Nell'intervista sul romanzo Il grande animale, quale luogo scelse l'autore per compiere le prime mosse del suo lavoro?

■ **Estratto del testo**
- - - - -

“Tre anni in compagnia di un imbalsamatore”
Intervista a Gabriele Di Fronzo, autore del romanzo Il grande animale.
C’è un romanzo d’esordio che sta facendo parlare di sé, un romanzo gotico costruito attorno alla figura del tassidermista Francesco Colloneve, che imbalsama animali convinto che “solo così, ciò che altrimenti subito scomparirebbe, rimarrà nostro per sempre”. L’autore, il torinese Gabriele Di Fronzo, ha il pregio di raccontare il rapporto con la perdita e il delirio di eternità del protagonista da un’originale prospettiva, aiutato da una lingua allo stesso tempo distaccata e precisa, chirurgica. Gli abbiamo rivolto alcune domande.
In che modo e in che tempi è nato Il grande animale?
Tre anni, grossomodo è questa la distanza che mi separa dal primo momento in cui iniziai a pensarci, a parlarne con chi mi era vicino. Quando mi accorsi che sarebbe stato un progetto su cui avrei voluto stancarmi, allora decisi che c’era la ragione necessaria perché mi ci dedicassi. Ho dunque fatto pulizia sul tavolo da tutto il resto, non che ci fosse granché ma era fondamentale che null’altro mi spingesse altrove, e ho individuato il Museo di Scienze Naturali come il luogo dove avrei fatto le prime mosse: lì ho raccolto manuali e mi sono fatto compagnia con le centinaia di animali imbalsamati della sua collezione permanente. Stambecchi, pappagalli, leoni, gnu. Tra quei corridoi Emilio Salgari, davanti a tutti queste creature esotici, ha cercato spunto per i suoi romanzi. E solo dopo una lunga fase di reperimento delle nozioni che sapevo mi sarebbero state utili, ho iniziato a scrivere. Avevo allora diversi quadernetti con appunti e spunti, forse sparsi forse no, imbeccate che avrei provato a seguire. La scrittura è durata credo sei mesi, ma non ne sono così sicuro, magari la metà o magari il doppio: è così complicato assegnare a un giorno l’etichetta di primo giorno e a un altro quella di ultimo giorno. O forse è solo la mia memoria a essere gracile. Poi c’è stato il periodo delle revisioni. Uguale e contrario a quello di studio che ha preceduto la scrittura. Tre anni in compagnia di un imbalsamatore, quasi sempre, pressoché ovunque.
Forse il principale pregio del romanzo è la prosa fredda, autoptica: come sei arrivato ad un così mirabile risultato?
Rispettando il personaggio che ho creato. Imponendomi rigore e minutezza, come mi fossi calato dentro una specie di mimesi quasi attoriale. Postura sentimentale e idioletto a braccetto, indissolubili. Ogni aspetto, dalle scelte lessicali a quelle della morfologia della frase, dal modo in cui il mio protagonista avrebbe reagito a una determinata situazione alle ragioni che avrebbe addotto per compiere una speciale azione: tutto, correndo serenamente il rischio di essere estremo, cercando la radicalità anzi, perché ogni aspetto alla mia portata fosse necessario e intonato.

- - - - -

■ **Righe del dataset**
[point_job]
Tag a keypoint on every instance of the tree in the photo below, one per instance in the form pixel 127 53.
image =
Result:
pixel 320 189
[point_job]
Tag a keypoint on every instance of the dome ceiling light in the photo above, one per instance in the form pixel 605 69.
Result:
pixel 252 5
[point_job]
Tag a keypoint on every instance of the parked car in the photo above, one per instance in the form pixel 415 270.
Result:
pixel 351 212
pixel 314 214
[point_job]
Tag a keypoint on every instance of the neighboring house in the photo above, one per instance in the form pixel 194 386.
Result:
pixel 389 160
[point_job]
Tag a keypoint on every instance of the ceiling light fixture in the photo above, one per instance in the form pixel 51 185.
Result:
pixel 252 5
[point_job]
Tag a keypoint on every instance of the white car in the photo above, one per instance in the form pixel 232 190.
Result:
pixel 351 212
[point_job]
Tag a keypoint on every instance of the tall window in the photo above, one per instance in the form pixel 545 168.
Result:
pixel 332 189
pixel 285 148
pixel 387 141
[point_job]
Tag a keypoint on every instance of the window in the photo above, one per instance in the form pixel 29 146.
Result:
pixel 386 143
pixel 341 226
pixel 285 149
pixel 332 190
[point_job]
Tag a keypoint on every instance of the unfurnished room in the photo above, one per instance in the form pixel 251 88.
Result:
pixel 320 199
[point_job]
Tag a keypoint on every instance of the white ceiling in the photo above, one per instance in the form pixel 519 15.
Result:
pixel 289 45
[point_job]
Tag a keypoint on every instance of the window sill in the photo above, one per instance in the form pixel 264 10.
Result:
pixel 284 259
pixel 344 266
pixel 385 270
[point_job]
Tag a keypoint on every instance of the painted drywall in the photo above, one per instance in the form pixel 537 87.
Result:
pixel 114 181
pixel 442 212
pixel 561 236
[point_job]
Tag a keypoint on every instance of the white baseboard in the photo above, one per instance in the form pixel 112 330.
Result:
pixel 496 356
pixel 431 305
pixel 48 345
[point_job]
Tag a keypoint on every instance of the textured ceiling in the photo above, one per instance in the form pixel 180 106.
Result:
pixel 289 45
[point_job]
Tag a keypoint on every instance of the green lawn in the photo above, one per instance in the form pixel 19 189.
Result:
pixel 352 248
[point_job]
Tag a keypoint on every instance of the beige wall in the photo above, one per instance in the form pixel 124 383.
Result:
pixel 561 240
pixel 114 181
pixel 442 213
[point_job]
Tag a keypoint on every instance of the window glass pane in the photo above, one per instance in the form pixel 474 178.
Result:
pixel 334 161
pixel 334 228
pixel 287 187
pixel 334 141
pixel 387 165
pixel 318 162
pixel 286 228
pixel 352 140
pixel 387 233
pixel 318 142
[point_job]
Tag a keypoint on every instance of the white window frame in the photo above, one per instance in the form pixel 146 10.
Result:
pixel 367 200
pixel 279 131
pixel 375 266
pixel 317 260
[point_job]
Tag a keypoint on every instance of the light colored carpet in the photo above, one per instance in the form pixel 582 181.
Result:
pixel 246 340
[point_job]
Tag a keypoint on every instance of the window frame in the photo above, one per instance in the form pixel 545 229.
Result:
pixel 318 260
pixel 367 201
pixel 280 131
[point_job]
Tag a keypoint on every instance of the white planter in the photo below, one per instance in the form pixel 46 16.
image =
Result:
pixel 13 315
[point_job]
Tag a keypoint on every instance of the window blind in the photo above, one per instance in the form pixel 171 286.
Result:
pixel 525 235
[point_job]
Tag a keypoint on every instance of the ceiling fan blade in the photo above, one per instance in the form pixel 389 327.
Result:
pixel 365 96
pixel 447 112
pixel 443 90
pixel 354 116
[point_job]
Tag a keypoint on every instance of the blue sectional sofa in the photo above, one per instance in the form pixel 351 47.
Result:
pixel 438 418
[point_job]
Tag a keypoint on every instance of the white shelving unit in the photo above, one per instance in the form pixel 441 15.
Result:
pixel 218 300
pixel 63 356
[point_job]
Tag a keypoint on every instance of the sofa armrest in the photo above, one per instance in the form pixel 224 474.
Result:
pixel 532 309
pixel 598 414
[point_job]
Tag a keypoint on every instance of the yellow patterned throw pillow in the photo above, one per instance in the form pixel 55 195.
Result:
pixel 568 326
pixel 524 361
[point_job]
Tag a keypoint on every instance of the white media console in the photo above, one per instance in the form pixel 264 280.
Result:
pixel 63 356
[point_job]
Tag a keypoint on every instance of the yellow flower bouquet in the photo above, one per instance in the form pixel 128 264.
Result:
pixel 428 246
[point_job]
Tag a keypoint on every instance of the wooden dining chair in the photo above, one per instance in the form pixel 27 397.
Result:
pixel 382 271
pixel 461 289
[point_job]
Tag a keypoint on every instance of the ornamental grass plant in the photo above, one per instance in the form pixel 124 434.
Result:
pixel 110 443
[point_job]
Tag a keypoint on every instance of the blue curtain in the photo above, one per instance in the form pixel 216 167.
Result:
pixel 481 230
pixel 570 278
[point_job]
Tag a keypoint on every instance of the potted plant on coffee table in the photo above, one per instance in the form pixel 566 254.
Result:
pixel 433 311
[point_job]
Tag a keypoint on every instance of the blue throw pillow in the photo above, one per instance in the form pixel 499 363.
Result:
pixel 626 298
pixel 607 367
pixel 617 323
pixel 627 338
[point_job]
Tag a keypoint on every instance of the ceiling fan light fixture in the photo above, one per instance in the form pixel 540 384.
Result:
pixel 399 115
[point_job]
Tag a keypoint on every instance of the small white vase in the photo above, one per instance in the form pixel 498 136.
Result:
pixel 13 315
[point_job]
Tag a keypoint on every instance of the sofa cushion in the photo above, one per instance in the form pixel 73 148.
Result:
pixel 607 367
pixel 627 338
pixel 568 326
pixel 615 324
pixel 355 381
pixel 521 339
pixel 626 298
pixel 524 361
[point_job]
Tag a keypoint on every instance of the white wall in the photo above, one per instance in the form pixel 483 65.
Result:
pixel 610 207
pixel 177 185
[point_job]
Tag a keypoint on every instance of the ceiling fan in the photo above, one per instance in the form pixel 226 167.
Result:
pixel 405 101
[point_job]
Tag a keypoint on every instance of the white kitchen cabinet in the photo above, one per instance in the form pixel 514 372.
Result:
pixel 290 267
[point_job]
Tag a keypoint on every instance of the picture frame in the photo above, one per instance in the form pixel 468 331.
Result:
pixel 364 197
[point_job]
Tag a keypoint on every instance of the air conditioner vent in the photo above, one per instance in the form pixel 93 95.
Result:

- - - - -

■ **Risultato esercizio**
Il Museo di Scienze Naturali.